→ **Actions to take**
**A)** In the abstract below, which frequency range is isolated as relevant to heartbeats?
**B)** Using the abstract below, explain why Black, AIAN, and low-income women are more likely to be misdiagnosed or under-monitored.

Abstract
Technical Project Abstract
Current Doppler Ultrasound (DUS) technologies struggle to reliably monitor fetal heart rates (FHR) in multiple gestation pregnancies. Common clinical issues include overlapping signal registration when multiple fetal hearts lie within the same sample volume and duplicate FHR readings from the same fetus. This project introduces a novel, stationary monitoring system using a hydrogel-based phantom embedded with two speakers simulating fetal heartbeats at known frequencies (110, 142, 147, 172 BPM) and a circular array of five piezoelectric sensors.
The sensors collect acoustic signals processed using Fast Fourier Transforms (FFT) in MATLAB, isolating heartbeat-relevant frequencies (1.5–3.0 Hz or 90–180 BPM). A Gaussian Mixture Model (GMM) clusters the signals based on Time Difference of Arrival (TDOA) to differentiate coexisting heartbeats, which are then localized via trilateration. The system’s FHR estimates are evaluated against known input frequencies. While the target average percent error across trials was <6%, performance varied: FHR estimates were most accurate when rates were either identical or significantly different (e.g., 1.86% error for 147–147 BPM), and least accurate near 110 BPM, especially for similar rates (e.g., 24.98% for 110–147 BPM). Localization accuracy also varied, with source A exhibiting greater spatial spread than source B.
Limitations include the fixed size of the hydrogel phantom and real-world signal noise. Future iterations may incorporate motion tracking, 3D modeling, or wearable sensor arrays for clinical translation. This system represents a promising step toward improving non-invasive, multi-fetus FHR monitoring and addressing key limitations of current DUS approaches.
STS Project Abstract
My STS research examines how inequitable access to and applications of Doppler ultrasound (DUS) technology contribute to racial disparities in pregnancy outcomes. Despite widespread use of fetal monitoring, Black and American Indian/Alaska Native (AIAN) women face pregnancy-related mortality rates more than three and two times higher than White women, respectively. Their infants also experience higher rates of mortality from conditions like fetal growth restriction and placental insufficiency—complications that DUS is designed to detect.
Through scientific journal reviews and an interview with Dr. Christopher Ennen, I found that disparities in Doppler ultrasound (DUS) use stem from systemic issues such as race-based interpretations of fetal growth standards and limited access to care—often due to demanding work schedules among women in minority groups. Studies indicate that Black, AIAN, and low-income women are more likely to be misdiagnosed or under-monitored, largely because of infrequent prenatal visits and diagnostic practices influenced by racial assumptions. Historical mistrust in medical institutions—rooted in past exploitation of marginalized communities—further reduces engagement with prenatal care technologies. This legacy continues to influence healthcare interactions today, reinforcing cycles of poor outcomes. Literature and clinician interviews highlight persistent systemic biases: from race-based growth charts to implicit bias in provider decision-making.

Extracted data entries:
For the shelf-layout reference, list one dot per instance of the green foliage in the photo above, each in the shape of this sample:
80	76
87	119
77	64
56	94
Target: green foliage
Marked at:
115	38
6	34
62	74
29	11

→ **Results by task**
**A)** 1.5–3.0 Hz, which corresponds to 90–180 BPM.

**B)** Studies attribute this largely to infrequent prenatal visits and to diagnostic practices influenced by racial assumptions.